AIM — The lines to be copied run from the one containing "Readme: the locator spots each instance of the grass" to the end of the material below; reproduce them exactly, including both ends, and nothing more.

RECORDS FOR THIS EXERCISE —
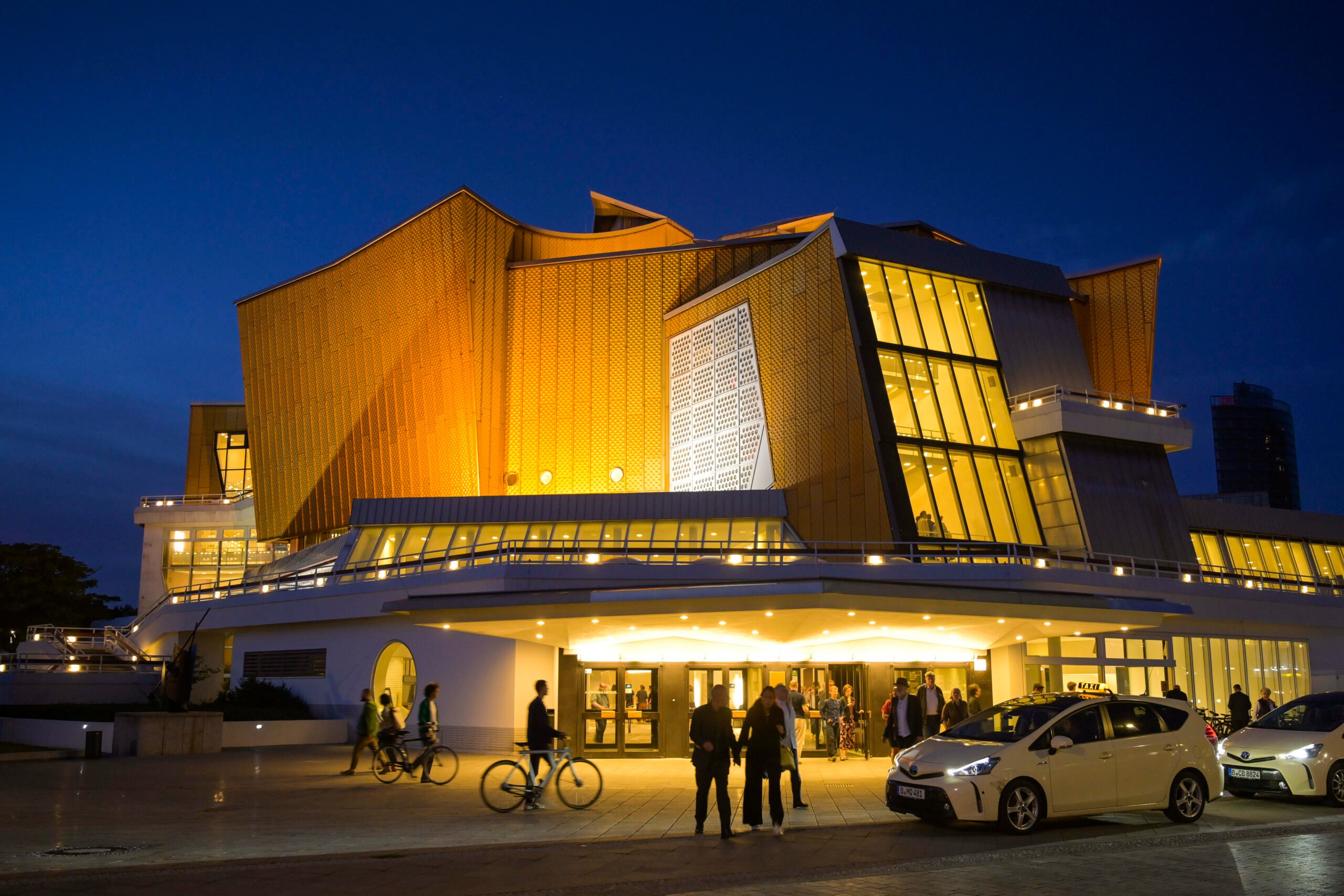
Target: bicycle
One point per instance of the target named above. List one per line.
(392, 761)
(508, 782)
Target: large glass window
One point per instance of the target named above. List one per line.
(205, 558)
(956, 492)
(234, 460)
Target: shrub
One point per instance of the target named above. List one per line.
(257, 700)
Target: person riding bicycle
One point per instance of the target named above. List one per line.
(541, 735)
(429, 733)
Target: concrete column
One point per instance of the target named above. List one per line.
(1007, 673)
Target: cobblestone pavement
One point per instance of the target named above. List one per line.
(281, 818)
(1277, 863)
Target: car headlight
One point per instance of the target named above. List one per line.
(1303, 753)
(978, 767)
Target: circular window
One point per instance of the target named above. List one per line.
(394, 673)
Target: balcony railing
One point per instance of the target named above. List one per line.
(178, 500)
(777, 555)
(1110, 400)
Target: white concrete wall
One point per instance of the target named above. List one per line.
(479, 700)
(273, 734)
(50, 733)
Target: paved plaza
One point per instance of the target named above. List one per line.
(281, 817)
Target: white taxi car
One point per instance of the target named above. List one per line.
(1296, 751)
(1052, 755)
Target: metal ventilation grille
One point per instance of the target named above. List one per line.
(718, 419)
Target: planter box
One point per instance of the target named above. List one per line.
(276, 734)
(54, 733)
(167, 734)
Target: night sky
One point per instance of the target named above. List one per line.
(160, 162)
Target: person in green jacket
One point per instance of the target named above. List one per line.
(429, 731)
(366, 731)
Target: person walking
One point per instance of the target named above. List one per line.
(800, 714)
(429, 733)
(905, 719)
(601, 700)
(366, 730)
(791, 741)
(761, 735)
(932, 702)
(541, 735)
(954, 712)
(1265, 704)
(831, 719)
(848, 718)
(713, 750)
(1240, 708)
(973, 700)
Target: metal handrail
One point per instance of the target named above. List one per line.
(174, 500)
(734, 554)
(1113, 400)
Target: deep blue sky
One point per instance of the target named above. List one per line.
(160, 162)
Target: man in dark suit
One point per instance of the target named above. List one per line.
(539, 736)
(1240, 708)
(714, 749)
(930, 705)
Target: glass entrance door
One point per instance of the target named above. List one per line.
(622, 711)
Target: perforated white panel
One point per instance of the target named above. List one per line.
(717, 418)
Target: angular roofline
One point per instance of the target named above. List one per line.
(1108, 269)
(429, 208)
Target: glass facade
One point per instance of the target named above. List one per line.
(202, 558)
(1276, 562)
(1208, 668)
(414, 543)
(961, 464)
(234, 460)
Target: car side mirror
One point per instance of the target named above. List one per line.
(1059, 742)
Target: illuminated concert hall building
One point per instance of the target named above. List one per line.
(639, 464)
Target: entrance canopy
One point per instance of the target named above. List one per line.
(815, 621)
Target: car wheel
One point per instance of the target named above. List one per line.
(1187, 798)
(1021, 808)
(1335, 785)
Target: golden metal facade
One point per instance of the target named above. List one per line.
(585, 364)
(389, 371)
(822, 444)
(202, 464)
(1117, 324)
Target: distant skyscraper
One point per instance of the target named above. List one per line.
(1254, 446)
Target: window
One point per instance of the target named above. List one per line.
(1131, 719)
(1083, 727)
(234, 460)
(286, 664)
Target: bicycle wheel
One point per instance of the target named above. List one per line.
(503, 785)
(444, 767)
(579, 784)
(389, 763)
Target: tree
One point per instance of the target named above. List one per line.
(39, 583)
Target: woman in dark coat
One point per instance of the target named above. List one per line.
(761, 734)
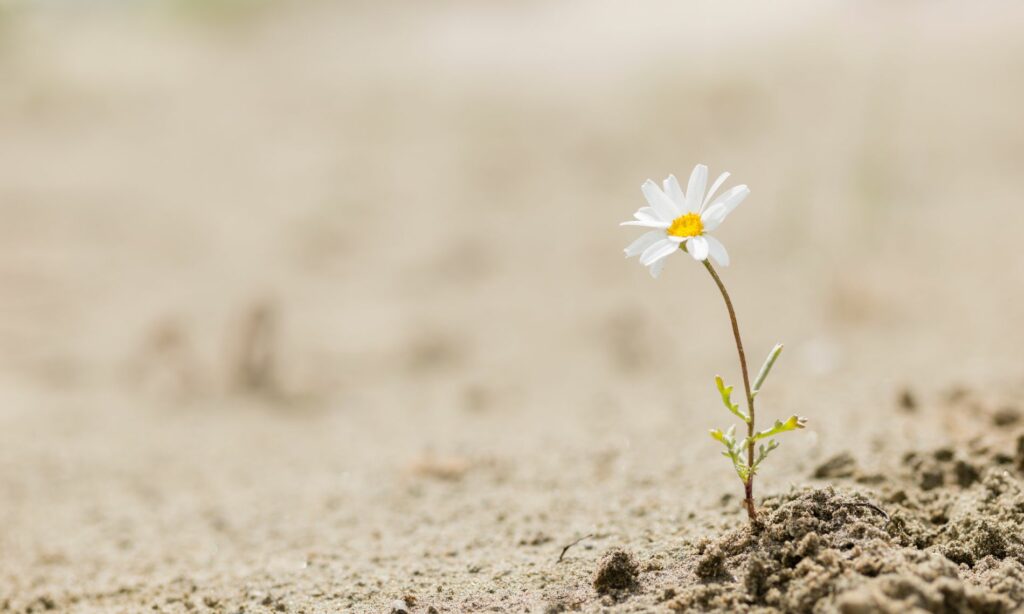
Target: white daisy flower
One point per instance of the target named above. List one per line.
(682, 221)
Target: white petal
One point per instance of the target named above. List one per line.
(717, 250)
(697, 248)
(656, 252)
(655, 269)
(694, 189)
(645, 240)
(714, 187)
(662, 204)
(646, 224)
(732, 198)
(714, 215)
(646, 215)
(675, 192)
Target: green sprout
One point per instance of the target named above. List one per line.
(678, 221)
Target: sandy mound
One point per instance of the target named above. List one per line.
(943, 536)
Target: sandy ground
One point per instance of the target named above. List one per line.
(312, 307)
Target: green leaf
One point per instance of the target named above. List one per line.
(794, 423)
(732, 451)
(726, 392)
(766, 367)
(763, 451)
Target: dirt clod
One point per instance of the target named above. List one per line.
(617, 570)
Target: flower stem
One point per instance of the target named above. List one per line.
(749, 484)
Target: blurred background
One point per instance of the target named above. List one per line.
(295, 279)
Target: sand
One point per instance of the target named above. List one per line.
(312, 307)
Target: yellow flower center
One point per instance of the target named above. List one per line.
(686, 225)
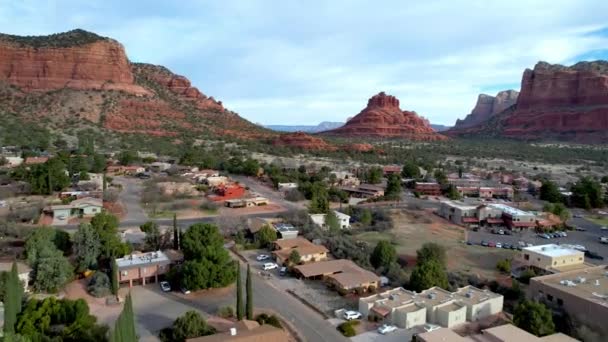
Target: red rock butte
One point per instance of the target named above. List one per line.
(303, 141)
(382, 118)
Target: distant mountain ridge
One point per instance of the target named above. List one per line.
(323, 126)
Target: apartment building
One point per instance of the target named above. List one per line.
(551, 258)
(581, 293)
(407, 309)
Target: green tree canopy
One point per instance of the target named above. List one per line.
(534, 318)
(384, 254)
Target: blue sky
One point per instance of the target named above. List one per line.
(303, 62)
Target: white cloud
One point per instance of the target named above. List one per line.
(304, 62)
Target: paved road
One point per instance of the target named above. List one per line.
(156, 310)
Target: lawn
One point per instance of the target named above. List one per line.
(414, 228)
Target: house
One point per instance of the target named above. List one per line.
(582, 293)
(428, 189)
(285, 230)
(407, 309)
(391, 170)
(87, 206)
(142, 268)
(24, 272)
(35, 160)
(343, 219)
(246, 331)
(551, 258)
(287, 186)
(308, 251)
(502, 333)
(343, 275)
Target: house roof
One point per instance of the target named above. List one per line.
(247, 331)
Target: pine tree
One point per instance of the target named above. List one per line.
(12, 300)
(175, 233)
(249, 304)
(239, 293)
(114, 278)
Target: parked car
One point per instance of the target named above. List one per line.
(593, 255)
(350, 315)
(262, 257)
(270, 266)
(164, 286)
(386, 328)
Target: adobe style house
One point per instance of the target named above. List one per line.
(143, 268)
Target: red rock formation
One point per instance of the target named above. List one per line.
(382, 118)
(556, 103)
(303, 141)
(101, 64)
(488, 106)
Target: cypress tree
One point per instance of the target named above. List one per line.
(12, 300)
(239, 294)
(249, 306)
(175, 233)
(114, 278)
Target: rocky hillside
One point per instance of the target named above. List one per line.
(556, 103)
(488, 106)
(79, 79)
(382, 118)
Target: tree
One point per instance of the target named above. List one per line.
(319, 203)
(114, 278)
(124, 327)
(86, 247)
(208, 264)
(12, 300)
(384, 255)
(427, 275)
(240, 309)
(410, 170)
(265, 236)
(374, 175)
(550, 192)
(331, 221)
(294, 257)
(249, 286)
(431, 251)
(189, 325)
(534, 318)
(393, 187)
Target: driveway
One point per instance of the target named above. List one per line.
(130, 196)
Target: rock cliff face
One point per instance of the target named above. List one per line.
(303, 141)
(555, 103)
(488, 106)
(382, 118)
(99, 63)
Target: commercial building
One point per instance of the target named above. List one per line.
(408, 309)
(341, 274)
(551, 258)
(142, 268)
(581, 293)
(308, 251)
(502, 333)
(428, 189)
(246, 331)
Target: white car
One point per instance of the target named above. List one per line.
(164, 286)
(350, 315)
(430, 327)
(262, 257)
(386, 328)
(270, 266)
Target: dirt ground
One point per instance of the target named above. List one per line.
(413, 228)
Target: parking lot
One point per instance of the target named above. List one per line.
(588, 238)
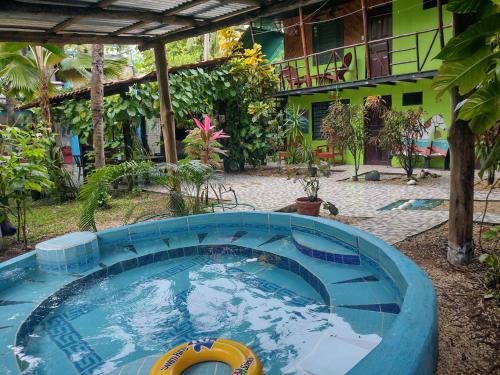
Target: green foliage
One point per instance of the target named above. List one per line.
(239, 90)
(310, 184)
(294, 126)
(399, 135)
(492, 274)
(22, 154)
(488, 152)
(344, 125)
(192, 177)
(99, 183)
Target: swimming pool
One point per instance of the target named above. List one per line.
(308, 295)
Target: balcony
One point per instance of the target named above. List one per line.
(404, 57)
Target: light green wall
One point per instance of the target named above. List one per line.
(429, 105)
(408, 16)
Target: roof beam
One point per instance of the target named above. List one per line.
(242, 17)
(70, 21)
(67, 38)
(16, 7)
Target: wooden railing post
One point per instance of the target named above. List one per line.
(304, 47)
(365, 36)
(417, 51)
(166, 112)
(440, 23)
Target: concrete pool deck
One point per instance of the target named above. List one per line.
(356, 199)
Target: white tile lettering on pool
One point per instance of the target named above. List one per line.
(306, 297)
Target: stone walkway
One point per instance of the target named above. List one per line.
(356, 199)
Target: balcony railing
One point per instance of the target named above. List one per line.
(397, 55)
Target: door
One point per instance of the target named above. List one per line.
(326, 36)
(379, 27)
(373, 124)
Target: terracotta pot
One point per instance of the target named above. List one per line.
(306, 207)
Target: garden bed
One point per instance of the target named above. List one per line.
(469, 325)
(47, 220)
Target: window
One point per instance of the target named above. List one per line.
(428, 4)
(412, 98)
(328, 35)
(319, 111)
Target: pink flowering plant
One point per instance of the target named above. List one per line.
(203, 143)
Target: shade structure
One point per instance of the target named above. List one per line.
(141, 22)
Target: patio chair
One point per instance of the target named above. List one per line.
(291, 75)
(332, 75)
(328, 152)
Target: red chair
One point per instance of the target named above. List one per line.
(292, 77)
(328, 152)
(338, 74)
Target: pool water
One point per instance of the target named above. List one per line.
(300, 310)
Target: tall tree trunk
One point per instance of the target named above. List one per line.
(10, 107)
(461, 140)
(97, 106)
(43, 87)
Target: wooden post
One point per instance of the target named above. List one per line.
(96, 100)
(365, 36)
(251, 33)
(166, 113)
(304, 46)
(440, 22)
(461, 140)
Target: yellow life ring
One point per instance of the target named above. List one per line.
(239, 357)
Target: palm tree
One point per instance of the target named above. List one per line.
(96, 102)
(29, 70)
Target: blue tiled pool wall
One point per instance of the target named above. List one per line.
(412, 335)
(17, 269)
(76, 287)
(72, 259)
(344, 235)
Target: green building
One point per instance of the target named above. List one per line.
(358, 48)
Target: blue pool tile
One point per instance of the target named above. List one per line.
(145, 259)
(176, 253)
(129, 264)
(190, 251)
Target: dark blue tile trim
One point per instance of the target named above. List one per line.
(330, 257)
(274, 239)
(358, 280)
(130, 248)
(391, 308)
(4, 302)
(238, 235)
(201, 237)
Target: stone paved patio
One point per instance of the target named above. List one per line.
(356, 199)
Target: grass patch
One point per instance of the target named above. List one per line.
(47, 219)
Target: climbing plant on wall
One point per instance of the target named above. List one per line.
(238, 93)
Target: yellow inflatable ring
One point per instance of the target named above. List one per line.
(240, 358)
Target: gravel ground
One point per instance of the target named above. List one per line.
(469, 325)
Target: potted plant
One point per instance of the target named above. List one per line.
(311, 204)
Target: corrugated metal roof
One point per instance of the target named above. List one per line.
(141, 22)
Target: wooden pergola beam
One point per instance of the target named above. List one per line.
(67, 38)
(166, 112)
(70, 21)
(245, 16)
(16, 7)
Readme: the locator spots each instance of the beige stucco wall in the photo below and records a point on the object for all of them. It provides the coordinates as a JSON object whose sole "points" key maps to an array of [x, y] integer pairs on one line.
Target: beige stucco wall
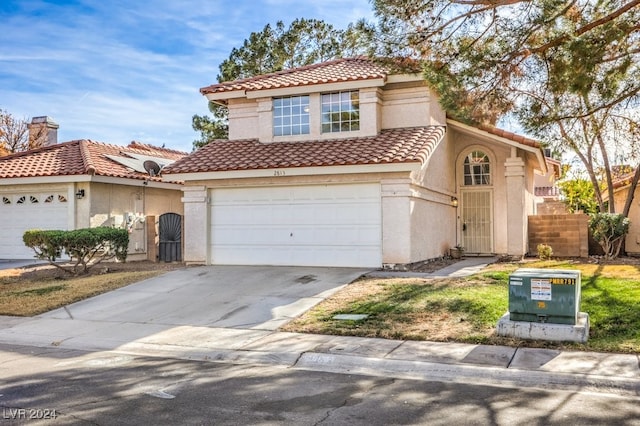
{"points": [[632, 242], [410, 105], [112, 204]]}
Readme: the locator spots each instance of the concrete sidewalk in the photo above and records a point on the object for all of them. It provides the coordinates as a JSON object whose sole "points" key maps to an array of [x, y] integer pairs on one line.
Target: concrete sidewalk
{"points": [[468, 363]]}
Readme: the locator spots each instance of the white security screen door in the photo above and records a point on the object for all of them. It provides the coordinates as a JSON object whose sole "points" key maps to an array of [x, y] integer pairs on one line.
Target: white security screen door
{"points": [[477, 221]]}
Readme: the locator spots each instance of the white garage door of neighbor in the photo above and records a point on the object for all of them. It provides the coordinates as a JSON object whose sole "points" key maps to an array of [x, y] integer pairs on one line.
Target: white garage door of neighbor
{"points": [[20, 212], [323, 225]]}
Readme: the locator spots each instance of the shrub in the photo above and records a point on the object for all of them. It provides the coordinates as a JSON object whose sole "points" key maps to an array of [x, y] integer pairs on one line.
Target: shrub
{"points": [[86, 247], [609, 230], [544, 251]]}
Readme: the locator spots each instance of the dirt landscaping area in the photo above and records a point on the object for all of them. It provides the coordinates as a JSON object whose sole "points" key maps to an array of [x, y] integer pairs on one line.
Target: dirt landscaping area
{"points": [[36, 289]]}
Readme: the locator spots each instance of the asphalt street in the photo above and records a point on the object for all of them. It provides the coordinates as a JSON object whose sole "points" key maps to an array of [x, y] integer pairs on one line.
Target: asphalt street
{"points": [[201, 346], [47, 386]]}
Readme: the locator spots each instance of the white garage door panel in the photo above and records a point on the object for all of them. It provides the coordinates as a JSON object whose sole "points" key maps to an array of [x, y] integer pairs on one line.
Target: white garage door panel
{"points": [[21, 212], [332, 225]]}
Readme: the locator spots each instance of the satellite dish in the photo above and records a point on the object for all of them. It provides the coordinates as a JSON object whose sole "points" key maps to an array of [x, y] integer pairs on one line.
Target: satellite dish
{"points": [[152, 168]]}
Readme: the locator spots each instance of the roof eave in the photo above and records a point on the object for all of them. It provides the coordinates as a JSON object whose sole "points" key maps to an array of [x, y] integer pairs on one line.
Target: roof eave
{"points": [[297, 171]]}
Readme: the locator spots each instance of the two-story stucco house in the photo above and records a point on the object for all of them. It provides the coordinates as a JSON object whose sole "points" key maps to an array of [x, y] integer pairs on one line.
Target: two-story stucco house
{"points": [[343, 163]]}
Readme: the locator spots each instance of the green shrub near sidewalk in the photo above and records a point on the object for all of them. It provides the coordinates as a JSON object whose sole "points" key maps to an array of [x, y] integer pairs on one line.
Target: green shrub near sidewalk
{"points": [[86, 247]]}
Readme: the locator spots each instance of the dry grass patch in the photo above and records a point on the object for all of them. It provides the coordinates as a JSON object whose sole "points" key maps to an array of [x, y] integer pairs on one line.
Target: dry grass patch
{"points": [[468, 309], [34, 290], [411, 309]]}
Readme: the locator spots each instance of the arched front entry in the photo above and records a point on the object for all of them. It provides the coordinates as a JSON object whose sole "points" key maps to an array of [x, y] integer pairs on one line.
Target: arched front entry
{"points": [[170, 236], [476, 204]]}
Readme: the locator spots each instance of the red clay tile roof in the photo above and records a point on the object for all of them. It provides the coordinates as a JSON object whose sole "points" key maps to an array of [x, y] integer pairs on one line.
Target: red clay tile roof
{"points": [[345, 69], [80, 157], [390, 146]]}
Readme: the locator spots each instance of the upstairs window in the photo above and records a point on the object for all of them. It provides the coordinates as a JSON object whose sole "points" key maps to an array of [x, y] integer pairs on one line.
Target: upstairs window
{"points": [[291, 116], [340, 112], [477, 169]]}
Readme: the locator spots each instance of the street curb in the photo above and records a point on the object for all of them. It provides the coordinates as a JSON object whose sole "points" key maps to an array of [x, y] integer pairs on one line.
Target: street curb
{"points": [[468, 374]]}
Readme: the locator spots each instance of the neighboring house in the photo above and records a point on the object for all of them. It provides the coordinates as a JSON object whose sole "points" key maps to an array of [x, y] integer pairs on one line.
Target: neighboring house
{"points": [[345, 164], [621, 190], [81, 184]]}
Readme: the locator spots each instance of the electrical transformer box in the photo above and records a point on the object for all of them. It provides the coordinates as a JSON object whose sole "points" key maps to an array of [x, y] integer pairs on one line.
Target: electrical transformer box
{"points": [[544, 295]]}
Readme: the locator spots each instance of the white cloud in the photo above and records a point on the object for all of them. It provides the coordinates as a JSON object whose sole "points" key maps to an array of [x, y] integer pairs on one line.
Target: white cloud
{"points": [[116, 71]]}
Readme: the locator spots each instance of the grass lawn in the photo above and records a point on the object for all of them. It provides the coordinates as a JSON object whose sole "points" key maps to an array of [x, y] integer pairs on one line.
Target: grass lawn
{"points": [[34, 290], [468, 309]]}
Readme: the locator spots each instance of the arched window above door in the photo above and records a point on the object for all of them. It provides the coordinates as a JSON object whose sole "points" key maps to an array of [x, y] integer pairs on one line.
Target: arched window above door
{"points": [[477, 169]]}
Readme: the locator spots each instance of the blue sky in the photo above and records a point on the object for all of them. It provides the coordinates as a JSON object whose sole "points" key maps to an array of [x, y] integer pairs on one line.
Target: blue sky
{"points": [[123, 70]]}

EXERCISE ANSWER —
Readme: the locator spots each instance of the grass lawn in the photo above and records a point on the object for all of them. It provides the coordinates as a JSON object whose sole "points" key maps to an array of [x, y] integer pairs on one line.
Target: grass lawn
{"points": [[34, 290], [468, 309]]}
Readme: the locator spots each instance of the arched window above door in the photo above and records a point on the object for all of them. It provides the coordinates as a JSON object whose sole "points" key maps to an array of [x, y] integer pairs on one line.
Target: arched window above door
{"points": [[477, 169]]}
Readme: the locator spots each instance of the blue sky in the photo above and records a point on the object for all of them. It provides the coordinates as a JSON object whose sole "points" key maps to an array of [x, y] integer pairs on one line.
Target: blue sky
{"points": [[123, 70]]}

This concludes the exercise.